▸ Some items
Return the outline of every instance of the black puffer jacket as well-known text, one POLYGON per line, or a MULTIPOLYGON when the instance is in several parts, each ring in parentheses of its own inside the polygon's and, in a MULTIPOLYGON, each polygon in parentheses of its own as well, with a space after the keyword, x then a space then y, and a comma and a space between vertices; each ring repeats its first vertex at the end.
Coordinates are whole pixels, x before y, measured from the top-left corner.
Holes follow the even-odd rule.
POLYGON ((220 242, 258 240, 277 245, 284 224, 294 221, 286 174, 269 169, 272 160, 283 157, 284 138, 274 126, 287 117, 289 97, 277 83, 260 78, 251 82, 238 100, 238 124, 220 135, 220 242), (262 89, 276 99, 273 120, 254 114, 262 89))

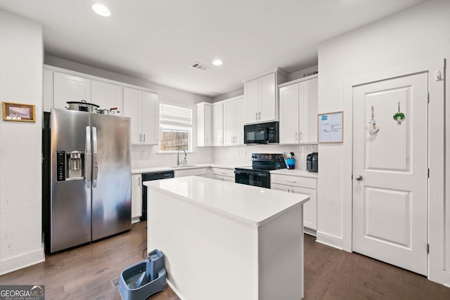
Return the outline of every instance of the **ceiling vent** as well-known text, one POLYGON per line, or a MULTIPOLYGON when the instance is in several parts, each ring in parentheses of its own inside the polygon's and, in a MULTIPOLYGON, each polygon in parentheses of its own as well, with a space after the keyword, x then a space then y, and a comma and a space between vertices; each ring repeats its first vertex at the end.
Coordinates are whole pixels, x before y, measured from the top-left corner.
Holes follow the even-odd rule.
POLYGON ((200 63, 194 63, 191 65, 191 67, 195 67, 195 69, 200 70, 200 71, 206 71, 210 68, 210 67, 207 67, 200 63))

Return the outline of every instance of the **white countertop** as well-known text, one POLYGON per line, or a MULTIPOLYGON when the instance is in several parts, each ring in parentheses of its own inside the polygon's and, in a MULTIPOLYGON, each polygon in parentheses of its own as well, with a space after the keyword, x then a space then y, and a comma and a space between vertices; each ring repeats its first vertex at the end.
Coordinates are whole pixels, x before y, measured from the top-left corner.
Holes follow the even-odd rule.
MULTIPOLYGON (((228 165, 222 164, 187 164, 186 166, 181 165, 181 167, 155 167, 152 168, 142 168, 142 169, 133 169, 131 170, 131 174, 141 174, 142 173, 151 173, 151 172, 160 172, 163 171, 172 171, 172 170, 185 170, 188 169, 199 169, 199 168, 221 168, 229 169, 234 170, 235 168, 243 168, 243 169, 252 169, 251 165, 246 166, 236 166, 236 165, 228 165)), ((292 175, 293 176, 304 176, 304 177, 312 177, 319 178, 319 173, 309 172, 306 170, 301 170, 298 169, 281 169, 279 170, 274 170, 270 171, 273 174, 282 174, 282 175, 292 175)))
POLYGON ((144 185, 255 227, 309 200, 302 194, 199 176, 146 181, 144 185))
POLYGON ((180 164, 180 167, 166 166, 166 167, 155 167, 152 168, 133 169, 131 170, 131 174, 140 174, 142 173, 160 172, 162 171, 186 170, 187 169, 199 169, 199 168, 209 168, 209 167, 234 169, 234 168, 236 168, 236 166, 228 166, 228 165, 220 164, 188 164, 186 166, 183 164, 180 164))
POLYGON ((280 169, 279 170, 274 170, 270 171, 271 174, 291 175, 292 176, 312 177, 319 178, 319 173, 309 172, 306 170, 300 170, 297 169, 280 169))

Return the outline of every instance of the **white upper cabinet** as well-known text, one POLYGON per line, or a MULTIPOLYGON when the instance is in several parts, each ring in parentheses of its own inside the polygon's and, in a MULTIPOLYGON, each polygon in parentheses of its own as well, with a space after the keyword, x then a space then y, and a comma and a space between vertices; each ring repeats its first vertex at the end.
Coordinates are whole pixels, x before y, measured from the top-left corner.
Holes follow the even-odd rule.
POLYGON ((244 143, 244 98, 224 101, 224 145, 244 143))
POLYGON ((245 95, 245 122, 252 123, 259 119, 259 80, 253 79, 244 84, 245 95))
POLYGON ((159 102, 158 95, 124 88, 124 116, 131 121, 131 144, 158 143, 159 102))
POLYGON ((142 134, 146 145, 158 145, 159 142, 160 102, 158 95, 142 92, 142 134))
POLYGON ((91 102, 91 80, 69 74, 53 73, 54 108, 65 108, 68 101, 91 102))
POLYGON ((124 117, 131 119, 131 144, 139 144, 142 140, 141 124, 142 112, 142 92, 134 89, 124 88, 124 117))
POLYGON ((285 81, 286 74, 276 70, 244 81, 245 123, 260 123, 278 119, 277 84, 285 81))
POLYGON ((214 145, 224 145, 224 104, 214 103, 212 105, 214 145))
POLYGON ((214 145, 212 134, 212 104, 197 103, 197 146, 214 145))
POLYGON ((44 69, 42 110, 50 112, 53 107, 53 72, 44 69))
POLYGON ((317 75, 282 84, 280 143, 317 143, 317 75))
POLYGON ((107 82, 91 81, 91 102, 98 108, 117 108, 116 115, 122 116, 123 110, 122 87, 107 82))
POLYGON ((131 223, 139 222, 142 216, 142 176, 131 175, 131 223))

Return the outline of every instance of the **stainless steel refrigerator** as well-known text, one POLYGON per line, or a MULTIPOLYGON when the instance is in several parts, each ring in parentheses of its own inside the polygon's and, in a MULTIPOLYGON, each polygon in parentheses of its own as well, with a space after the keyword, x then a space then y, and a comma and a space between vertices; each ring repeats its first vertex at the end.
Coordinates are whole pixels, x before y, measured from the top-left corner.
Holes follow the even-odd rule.
POLYGON ((52 109, 43 136, 47 253, 130 229, 129 118, 52 109))

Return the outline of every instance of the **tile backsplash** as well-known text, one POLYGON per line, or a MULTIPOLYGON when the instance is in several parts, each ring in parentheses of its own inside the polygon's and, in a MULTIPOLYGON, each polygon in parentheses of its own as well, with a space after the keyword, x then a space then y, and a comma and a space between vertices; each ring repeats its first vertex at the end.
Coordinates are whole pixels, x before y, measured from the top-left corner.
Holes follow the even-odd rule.
MULTIPOLYGON (((176 164, 176 152, 158 152, 159 146, 131 145, 131 169, 146 169, 169 167, 176 164)), ((188 164, 210 164, 212 162, 212 148, 198 147, 195 152, 188 152, 188 164)), ((180 152, 180 160, 184 153, 180 152)))
MULTIPOLYGON (((317 152, 317 144, 248 145, 233 147, 198 147, 188 152, 188 164, 221 164, 236 167, 252 164, 252 153, 293 152, 295 169, 306 170, 307 155, 317 152)), ((158 146, 131 145, 131 169, 169 167, 176 164, 176 152, 158 152, 158 146)), ((182 155, 182 152, 180 156, 182 155)), ((184 158, 184 156, 181 159, 184 158)))
POLYGON ((234 147, 214 147, 214 162, 236 166, 252 164, 252 153, 281 153, 293 152, 295 169, 306 170, 307 155, 317 152, 317 144, 307 145, 248 145, 234 147))

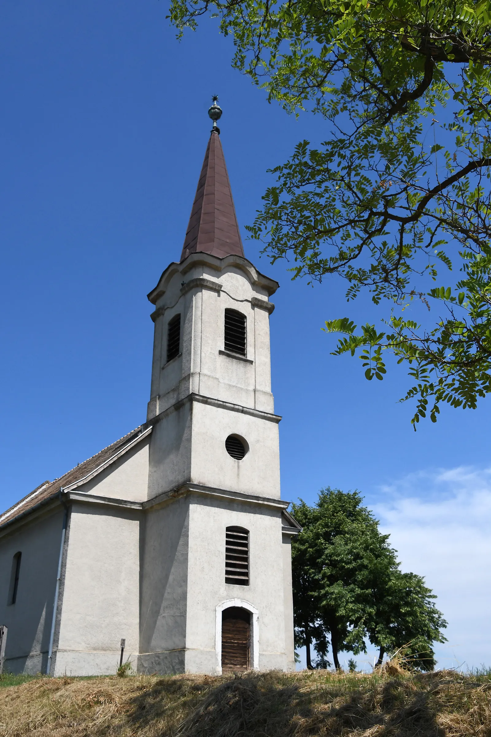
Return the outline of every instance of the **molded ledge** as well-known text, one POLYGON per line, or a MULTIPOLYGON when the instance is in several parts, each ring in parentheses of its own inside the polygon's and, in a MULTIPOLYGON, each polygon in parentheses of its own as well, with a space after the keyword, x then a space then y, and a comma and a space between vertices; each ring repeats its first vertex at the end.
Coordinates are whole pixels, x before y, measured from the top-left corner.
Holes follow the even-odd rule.
POLYGON ((266 312, 269 313, 269 315, 271 315, 275 309, 275 305, 272 302, 267 302, 265 299, 260 299, 258 297, 252 297, 251 298, 250 304, 253 307, 258 307, 260 310, 265 310, 266 312))
POLYGON ((239 353, 234 353, 233 351, 219 351, 218 352, 221 356, 228 356, 229 358, 235 358, 236 360, 244 361, 245 363, 254 363, 252 358, 246 358, 245 356, 241 356, 239 353))
POLYGON ((186 294, 186 292, 189 292, 190 290, 196 287, 211 289, 213 292, 222 291, 222 284, 219 284, 218 282, 212 282, 211 279, 205 279, 204 276, 197 276, 196 279, 191 279, 183 284, 180 288, 180 293, 186 294))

▸ What the task asks
Recast the items above as a two-column CSV whose columns are named instruction and outline. Give one row per item, with its text and its answer each in a single quoted field, line breaks replaced by spaces, and the pictures left out.

▸ Response to this task
instruction,outline
"Return the outline of every instance of the black puffer jacket as well-known text, one POLYGON per line, or a MULTIPOLYGON when the instance is in several parts, each ring in parentheses of its own inside the polygon's and, in a MULTIPOLYGON, each polygon in parentheses of its own as well, with a space after the keyword, x then a space then y, and a comma and a space between vertices; each ring repeats its first vertex at the end. Coordinates are whole pixels, x before y, measured from the top-left corner. Holes follow the even-odd rule.","POLYGON ((220 242, 258 240, 277 245, 284 224, 294 221, 286 174, 269 169, 272 160, 283 157, 284 138, 274 126, 287 117, 289 97, 277 83, 260 78, 251 82, 238 100, 238 124, 220 135, 220 242), (262 89, 276 99, 273 120, 254 114, 262 89))"
"Return the outline of every instance of the **ceiling vent** as well-known text, one POLYGON per line, or a MULTIPOLYGON when the instance is in several parts, each ring in parentheses of its own inside the polygon's and, in a MULTIPOLYGON, each polygon in parentheses of its own as well, with a space after the keyword, x then a space then y, and a comma and a space between vertices; each ring repeats its first vertex at the end. Coordinates are whole pixels, x before y, measured from the top-left corner. Holes follow the even-odd rule.","POLYGON ((200 63, 194 63, 191 65, 191 67, 195 67, 195 69, 200 70, 200 71, 206 71, 210 68, 210 67, 207 67, 200 63))"
"Return the outline of every instance of the **white countertop** as well-known text, one POLYGON per line, or a MULTIPOLYGON when the instance is in several parts, each ring in parentheses of its own inside the polygon's and, in a MULTIPOLYGON, each polygon in parentheses of its own as well, with a space after the keyword, x then a space then y, and a comma and a space between vertices; each ring repeats its first vertex at the end. Coordinates are whole pixels, x before y, measured from the top-left corner. Holes follow the even-odd rule.","MULTIPOLYGON (((228 165, 222 164, 187 164, 186 166, 181 165, 181 167, 155 167, 152 168, 142 168, 142 169, 133 169, 131 170, 131 174, 141 174, 142 173, 151 173, 151 172, 160 172, 163 171, 172 171, 172 170, 185 170, 188 169, 199 169, 199 168, 221 168, 229 169, 234 170, 235 168, 243 168, 243 169, 252 169, 251 165, 246 166, 236 166, 236 165, 228 165)), ((292 175, 293 176, 304 176, 304 177, 312 177, 319 178, 319 173, 309 172, 306 170, 301 170, 298 169, 281 169, 279 170, 274 170, 270 171, 273 174, 282 174, 282 175, 292 175))) POLYGON ((144 185, 255 227, 309 200, 302 194, 199 176, 146 181, 144 185)) POLYGON ((180 164, 180 167, 166 166, 166 167, 155 167, 152 168, 133 169, 131 170, 131 174, 140 174, 142 173, 160 172, 162 171, 186 170, 187 169, 199 169, 199 168, 209 168, 209 167, 234 169, 234 168, 236 168, 236 166, 228 166, 228 165, 220 164, 188 164, 186 166, 183 164, 180 164)) POLYGON ((280 169, 279 170, 274 170, 270 171, 271 174, 291 175, 292 176, 312 177, 319 178, 319 173, 309 172, 306 170, 300 170, 297 169, 280 169))"
"Return the outline of every instance of the **white upper cabinet** as well-known text, one POLYGON per line, or a MULTIPOLYGON when the instance is in several parts, each ring in parentheses of its own inside the polygon's and, in a MULTIPOLYGON, each polygon in parentheses of its own as well, with a space after the keyword, x then a space then y, and a comma and a space between vertices; each ring repeats its first vertex at the end. Coordinates are whole pixels, x before y, measured from the top-left corner. Holes follow the even-odd rule.","POLYGON ((244 143, 244 98, 224 101, 224 145, 244 143)) POLYGON ((245 95, 245 122, 252 123, 259 119, 259 80, 253 79, 244 84, 245 95)) POLYGON ((159 102, 158 95, 124 88, 124 116, 131 121, 131 144, 158 143, 159 102)) POLYGON ((142 134, 146 145, 158 145, 159 142, 160 102, 158 95, 142 92, 142 134)) POLYGON ((91 102, 91 80, 69 74, 53 73, 54 108, 65 108, 68 101, 91 102)) POLYGON ((124 117, 131 119, 131 144, 139 144, 142 140, 141 124, 142 112, 142 92, 134 89, 124 88, 124 117)) POLYGON ((285 81, 286 74, 276 70, 244 81, 245 123, 260 123, 278 119, 277 84, 285 81)) POLYGON ((214 145, 224 145, 224 104, 214 103, 212 105, 214 145)) POLYGON ((214 145, 212 134, 212 104, 197 103, 197 146, 214 145)) POLYGON ((44 69, 42 110, 50 112, 53 107, 53 72, 44 69)) POLYGON ((317 75, 282 84, 280 143, 317 143, 317 75)) POLYGON ((107 82, 91 81, 91 102, 98 108, 117 108, 116 115, 122 116, 123 110, 122 87, 107 82)) POLYGON ((131 223, 139 222, 142 216, 142 176, 131 175, 131 223))"
"Return the outline of every instance of the **stainless steel refrigerator** as well-known text, one POLYGON per line, or a MULTIPOLYGON when the instance is in several parts, each ring in parentheses of its own inside the polygon's and, in a MULTIPOLYGON, each polygon in parentheses of its own as well, with a space after the keyword, x then a space then y, and a comma and a space between vertices; each ring repeats its first vertex at the end. Coordinates are whole pixels, x before y, measured from the top-left corner. Holes follow the even-odd rule.","POLYGON ((52 109, 43 136, 47 253, 130 229, 129 118, 52 109))"
"Return the outline of every instance of the **tile backsplash** as well-known text, one POLYGON per line, or a MULTIPOLYGON when the instance is in several parts, each ring in parentheses of its own inside the polygon's and, in a MULTIPOLYGON, each polygon in parentheses of its own as well, with a space after the keyword, x then a space then y, and a comma and a space between vertices; each ring repeats its first vertex at the end. Coordinates are whole pixels, x before y, measured from the top-left corner. Holes follow the even-odd rule.","MULTIPOLYGON (((176 164, 176 152, 158 152, 159 146, 131 145, 131 169, 146 169, 169 167, 176 164)), ((188 164, 210 164, 212 162, 212 148, 198 147, 195 152, 188 152, 188 164)), ((180 152, 180 160, 184 153, 180 152))) MULTIPOLYGON (((317 152, 317 144, 248 145, 233 147, 198 147, 188 152, 188 164, 221 164, 236 167, 252 164, 252 153, 293 152, 295 169, 306 170, 307 155, 317 152)), ((158 146, 131 145, 131 169, 169 167, 176 164, 176 152, 158 152, 158 146)), ((182 155, 182 152, 180 156, 182 155)), ((184 158, 184 156, 181 159, 184 158))) POLYGON ((234 147, 214 147, 214 162, 236 166, 252 164, 252 153, 281 153, 293 152, 295 169, 306 170, 307 155, 317 152, 317 144, 307 145, 248 145, 234 147))"
"Return the outline of every instance of the **molded ledge** as well-known text, one POLYGON per line, or a MULTIPOLYGON when the instance is in several parts, each ring in parentheses of its own inside the polygon's and, in a MULTIPOLYGON, each polygon in parentheses of its own as well, with a space after the keyword, x then a space then y, and a comma and a space between vertices; each ring repeats its first vertex at the end. Coordinates are whole pixels, x before y, measured from the top-left corner. Holes follow the even-odd rule.","POLYGON ((266 312, 269 313, 269 315, 271 315, 275 309, 275 305, 272 302, 267 302, 265 299, 260 299, 258 297, 252 297, 251 298, 250 304, 253 307, 258 307, 260 310, 265 310, 266 312)) POLYGON ((239 353, 234 353, 233 351, 219 351, 218 352, 221 356, 228 356, 229 358, 235 358, 236 360, 244 361, 245 363, 254 363, 252 358, 246 358, 245 356, 241 356, 239 353)) POLYGON ((186 294, 186 292, 189 292, 190 290, 196 287, 211 289, 213 292, 222 291, 222 284, 219 284, 218 282, 212 282, 211 279, 205 279, 204 276, 197 276, 196 279, 191 279, 183 284, 180 288, 180 293, 186 294))"